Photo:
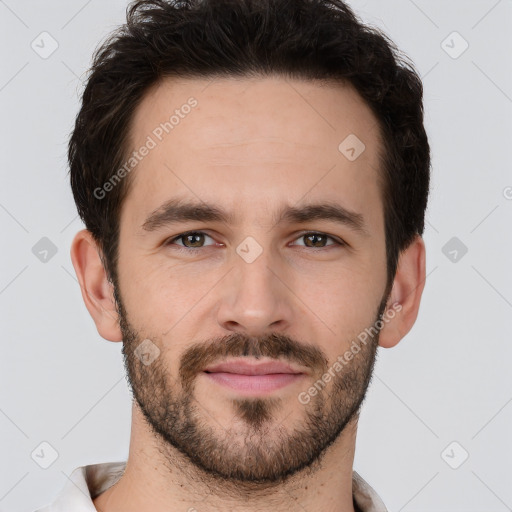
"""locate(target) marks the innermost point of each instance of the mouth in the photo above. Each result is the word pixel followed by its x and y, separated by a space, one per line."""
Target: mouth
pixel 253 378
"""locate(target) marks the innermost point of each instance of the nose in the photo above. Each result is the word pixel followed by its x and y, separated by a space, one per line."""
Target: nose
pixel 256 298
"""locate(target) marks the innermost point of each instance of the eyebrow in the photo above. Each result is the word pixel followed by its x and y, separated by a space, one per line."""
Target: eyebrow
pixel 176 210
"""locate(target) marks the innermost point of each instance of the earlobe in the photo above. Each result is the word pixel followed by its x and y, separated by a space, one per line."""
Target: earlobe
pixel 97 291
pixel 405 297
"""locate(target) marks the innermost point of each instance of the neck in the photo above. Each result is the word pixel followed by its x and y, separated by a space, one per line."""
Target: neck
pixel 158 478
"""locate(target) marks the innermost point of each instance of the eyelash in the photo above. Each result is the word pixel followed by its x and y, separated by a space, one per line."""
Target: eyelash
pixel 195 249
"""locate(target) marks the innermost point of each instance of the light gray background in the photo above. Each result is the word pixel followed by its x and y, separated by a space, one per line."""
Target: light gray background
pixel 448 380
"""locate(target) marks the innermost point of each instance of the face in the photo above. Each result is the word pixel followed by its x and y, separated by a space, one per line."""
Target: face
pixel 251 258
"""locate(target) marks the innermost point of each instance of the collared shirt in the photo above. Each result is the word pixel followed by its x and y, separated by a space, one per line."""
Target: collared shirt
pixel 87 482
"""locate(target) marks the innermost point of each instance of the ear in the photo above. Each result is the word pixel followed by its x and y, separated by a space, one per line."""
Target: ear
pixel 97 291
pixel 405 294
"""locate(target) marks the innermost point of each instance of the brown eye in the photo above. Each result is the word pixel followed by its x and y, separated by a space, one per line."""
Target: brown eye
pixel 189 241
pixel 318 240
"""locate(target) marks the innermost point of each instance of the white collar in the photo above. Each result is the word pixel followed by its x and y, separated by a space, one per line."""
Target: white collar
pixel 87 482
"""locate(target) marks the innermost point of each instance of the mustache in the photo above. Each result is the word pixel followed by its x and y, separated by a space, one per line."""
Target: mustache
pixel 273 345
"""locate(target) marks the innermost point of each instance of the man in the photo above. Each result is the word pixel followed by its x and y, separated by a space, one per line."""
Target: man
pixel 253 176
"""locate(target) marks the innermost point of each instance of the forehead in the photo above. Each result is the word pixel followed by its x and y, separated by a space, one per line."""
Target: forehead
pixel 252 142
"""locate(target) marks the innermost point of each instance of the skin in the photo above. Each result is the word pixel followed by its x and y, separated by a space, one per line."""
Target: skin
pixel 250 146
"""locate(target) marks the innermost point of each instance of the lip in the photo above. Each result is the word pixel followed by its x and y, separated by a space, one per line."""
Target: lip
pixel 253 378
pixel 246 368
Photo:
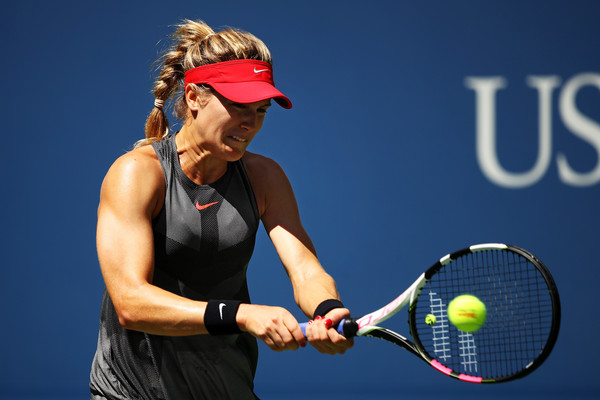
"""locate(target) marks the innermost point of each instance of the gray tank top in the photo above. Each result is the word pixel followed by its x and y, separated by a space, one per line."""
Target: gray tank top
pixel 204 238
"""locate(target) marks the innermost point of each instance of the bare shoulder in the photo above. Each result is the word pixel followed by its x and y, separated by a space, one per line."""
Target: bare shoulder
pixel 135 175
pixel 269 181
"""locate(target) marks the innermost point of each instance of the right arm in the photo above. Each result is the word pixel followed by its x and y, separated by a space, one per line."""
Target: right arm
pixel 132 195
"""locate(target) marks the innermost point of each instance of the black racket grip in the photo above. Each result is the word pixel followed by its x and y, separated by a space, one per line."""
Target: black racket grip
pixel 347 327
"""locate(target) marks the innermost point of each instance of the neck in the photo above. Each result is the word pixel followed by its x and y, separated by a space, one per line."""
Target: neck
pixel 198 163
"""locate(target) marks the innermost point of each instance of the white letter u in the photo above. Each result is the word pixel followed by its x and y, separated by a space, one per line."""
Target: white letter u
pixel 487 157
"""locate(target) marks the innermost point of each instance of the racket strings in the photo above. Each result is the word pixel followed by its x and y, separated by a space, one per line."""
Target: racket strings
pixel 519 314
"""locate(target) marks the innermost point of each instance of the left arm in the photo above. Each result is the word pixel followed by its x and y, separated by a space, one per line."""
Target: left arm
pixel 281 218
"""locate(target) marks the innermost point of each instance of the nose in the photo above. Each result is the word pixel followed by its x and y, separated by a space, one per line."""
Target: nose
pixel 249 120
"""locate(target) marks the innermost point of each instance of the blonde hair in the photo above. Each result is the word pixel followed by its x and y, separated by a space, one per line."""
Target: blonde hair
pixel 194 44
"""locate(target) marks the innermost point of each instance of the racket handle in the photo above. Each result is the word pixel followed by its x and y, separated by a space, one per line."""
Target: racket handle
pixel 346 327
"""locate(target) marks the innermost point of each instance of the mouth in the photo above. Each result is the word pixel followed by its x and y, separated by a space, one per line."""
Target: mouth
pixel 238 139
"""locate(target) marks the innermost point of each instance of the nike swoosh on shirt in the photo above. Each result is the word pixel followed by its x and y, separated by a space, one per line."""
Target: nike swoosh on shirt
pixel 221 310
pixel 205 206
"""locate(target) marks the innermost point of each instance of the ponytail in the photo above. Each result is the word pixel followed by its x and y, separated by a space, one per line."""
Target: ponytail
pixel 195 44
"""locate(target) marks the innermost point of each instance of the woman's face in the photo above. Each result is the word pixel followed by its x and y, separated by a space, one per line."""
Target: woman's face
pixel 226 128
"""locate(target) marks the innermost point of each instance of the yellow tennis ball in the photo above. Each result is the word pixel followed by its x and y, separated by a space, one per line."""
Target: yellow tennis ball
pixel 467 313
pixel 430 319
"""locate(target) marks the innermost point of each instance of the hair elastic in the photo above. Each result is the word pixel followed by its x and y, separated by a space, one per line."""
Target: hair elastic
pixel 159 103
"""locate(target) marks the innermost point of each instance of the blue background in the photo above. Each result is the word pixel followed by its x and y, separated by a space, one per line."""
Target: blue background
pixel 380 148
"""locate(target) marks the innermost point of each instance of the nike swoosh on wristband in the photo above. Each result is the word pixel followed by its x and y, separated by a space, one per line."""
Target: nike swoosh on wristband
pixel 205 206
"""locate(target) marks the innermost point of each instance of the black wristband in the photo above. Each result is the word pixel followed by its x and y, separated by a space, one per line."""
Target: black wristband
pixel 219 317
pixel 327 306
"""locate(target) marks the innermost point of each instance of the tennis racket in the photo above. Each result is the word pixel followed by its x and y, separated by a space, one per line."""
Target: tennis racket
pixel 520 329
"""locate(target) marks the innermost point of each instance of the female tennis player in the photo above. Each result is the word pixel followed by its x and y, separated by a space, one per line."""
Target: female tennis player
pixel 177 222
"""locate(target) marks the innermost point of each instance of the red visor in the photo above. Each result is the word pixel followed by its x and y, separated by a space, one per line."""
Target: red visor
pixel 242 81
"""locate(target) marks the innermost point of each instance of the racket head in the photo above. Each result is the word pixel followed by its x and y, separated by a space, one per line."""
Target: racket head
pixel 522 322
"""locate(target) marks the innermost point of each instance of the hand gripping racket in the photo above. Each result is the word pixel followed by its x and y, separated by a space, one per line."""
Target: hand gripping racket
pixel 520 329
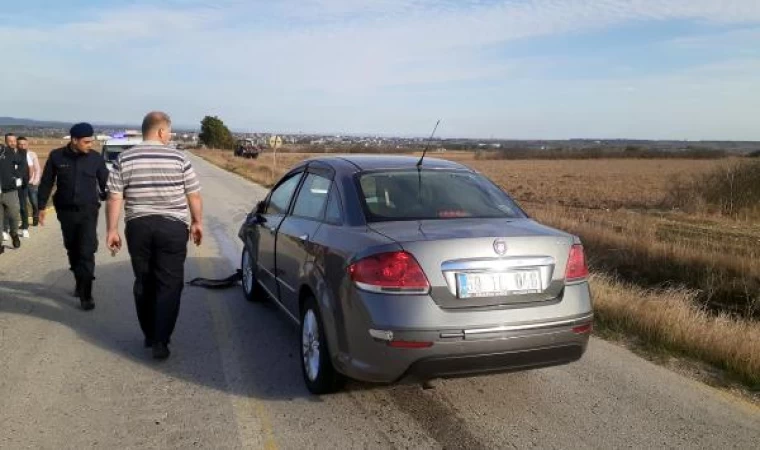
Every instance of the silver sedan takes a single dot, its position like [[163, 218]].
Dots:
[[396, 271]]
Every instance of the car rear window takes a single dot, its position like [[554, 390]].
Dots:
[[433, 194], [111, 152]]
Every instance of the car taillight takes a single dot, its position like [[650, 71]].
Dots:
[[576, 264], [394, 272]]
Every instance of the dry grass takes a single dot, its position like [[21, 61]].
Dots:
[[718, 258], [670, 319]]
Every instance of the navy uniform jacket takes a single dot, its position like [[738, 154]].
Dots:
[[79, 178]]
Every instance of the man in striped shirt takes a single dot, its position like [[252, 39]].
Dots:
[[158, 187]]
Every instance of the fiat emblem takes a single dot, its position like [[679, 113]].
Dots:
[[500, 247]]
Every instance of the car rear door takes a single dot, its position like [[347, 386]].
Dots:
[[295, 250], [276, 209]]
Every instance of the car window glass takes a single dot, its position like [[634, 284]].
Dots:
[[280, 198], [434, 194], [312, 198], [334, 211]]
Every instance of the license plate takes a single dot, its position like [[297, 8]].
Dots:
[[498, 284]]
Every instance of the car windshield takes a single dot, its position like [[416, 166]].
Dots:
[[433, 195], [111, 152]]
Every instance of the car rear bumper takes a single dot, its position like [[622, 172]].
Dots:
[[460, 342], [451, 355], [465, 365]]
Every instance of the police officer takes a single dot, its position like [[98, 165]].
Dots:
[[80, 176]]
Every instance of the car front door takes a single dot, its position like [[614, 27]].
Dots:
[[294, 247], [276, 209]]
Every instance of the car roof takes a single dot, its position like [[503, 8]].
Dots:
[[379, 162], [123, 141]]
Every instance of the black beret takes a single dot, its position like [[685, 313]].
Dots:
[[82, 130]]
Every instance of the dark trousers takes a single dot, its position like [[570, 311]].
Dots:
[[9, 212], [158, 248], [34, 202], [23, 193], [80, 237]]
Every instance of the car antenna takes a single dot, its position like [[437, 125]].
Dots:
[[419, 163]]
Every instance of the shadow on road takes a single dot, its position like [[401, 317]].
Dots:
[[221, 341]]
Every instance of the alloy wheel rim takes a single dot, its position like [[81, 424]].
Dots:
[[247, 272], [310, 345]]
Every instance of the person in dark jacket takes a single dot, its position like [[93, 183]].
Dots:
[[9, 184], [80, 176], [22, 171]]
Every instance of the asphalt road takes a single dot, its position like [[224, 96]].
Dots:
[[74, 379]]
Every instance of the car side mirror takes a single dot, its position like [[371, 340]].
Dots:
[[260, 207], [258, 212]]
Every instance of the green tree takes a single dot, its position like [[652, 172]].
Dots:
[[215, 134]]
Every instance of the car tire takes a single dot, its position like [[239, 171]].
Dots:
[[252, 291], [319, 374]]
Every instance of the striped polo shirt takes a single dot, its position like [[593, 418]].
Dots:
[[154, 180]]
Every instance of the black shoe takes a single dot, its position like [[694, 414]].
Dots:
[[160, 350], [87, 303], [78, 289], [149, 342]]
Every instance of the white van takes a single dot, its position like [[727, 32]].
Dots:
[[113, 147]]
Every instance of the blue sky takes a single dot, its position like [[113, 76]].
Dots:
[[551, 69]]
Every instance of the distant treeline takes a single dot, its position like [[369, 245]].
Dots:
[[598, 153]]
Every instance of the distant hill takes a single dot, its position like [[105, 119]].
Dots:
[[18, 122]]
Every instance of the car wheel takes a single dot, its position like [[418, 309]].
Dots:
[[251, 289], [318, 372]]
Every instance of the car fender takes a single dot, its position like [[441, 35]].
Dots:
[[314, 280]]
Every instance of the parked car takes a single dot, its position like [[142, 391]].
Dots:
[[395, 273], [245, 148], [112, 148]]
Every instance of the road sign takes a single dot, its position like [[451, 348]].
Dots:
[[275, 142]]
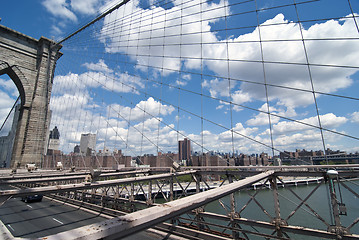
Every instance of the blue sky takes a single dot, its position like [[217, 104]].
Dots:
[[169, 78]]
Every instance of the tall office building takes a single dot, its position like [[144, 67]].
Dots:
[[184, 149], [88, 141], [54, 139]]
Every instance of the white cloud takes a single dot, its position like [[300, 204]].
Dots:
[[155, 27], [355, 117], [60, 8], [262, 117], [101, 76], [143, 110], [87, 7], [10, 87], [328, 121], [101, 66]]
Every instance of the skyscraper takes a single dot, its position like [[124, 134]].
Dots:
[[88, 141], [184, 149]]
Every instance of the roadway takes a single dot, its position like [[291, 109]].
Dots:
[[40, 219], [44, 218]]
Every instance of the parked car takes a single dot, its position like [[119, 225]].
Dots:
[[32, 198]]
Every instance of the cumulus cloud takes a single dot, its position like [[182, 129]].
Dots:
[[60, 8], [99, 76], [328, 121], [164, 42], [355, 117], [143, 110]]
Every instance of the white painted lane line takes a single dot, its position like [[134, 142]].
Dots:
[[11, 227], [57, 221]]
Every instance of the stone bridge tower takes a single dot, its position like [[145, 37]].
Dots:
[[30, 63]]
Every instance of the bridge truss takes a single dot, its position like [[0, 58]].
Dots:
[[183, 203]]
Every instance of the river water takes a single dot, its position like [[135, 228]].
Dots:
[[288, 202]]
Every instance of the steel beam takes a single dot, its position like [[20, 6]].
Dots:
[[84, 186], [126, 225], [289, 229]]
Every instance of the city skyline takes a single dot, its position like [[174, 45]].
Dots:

-- -- --

_Job_. Rewrite the lines from the one containing "of the ponytail" through the one containing "pixel 195 44", inclusive, with "ponytail" replaced by "braid" and everything else left as it is.

_Correct result_.
"""locate(target) marks the innermost point of each instance of the braid in the photo above. Each result is the word pixel followed by its x and y, separated by a space, one per line."""
Target: braid
pixel 195 44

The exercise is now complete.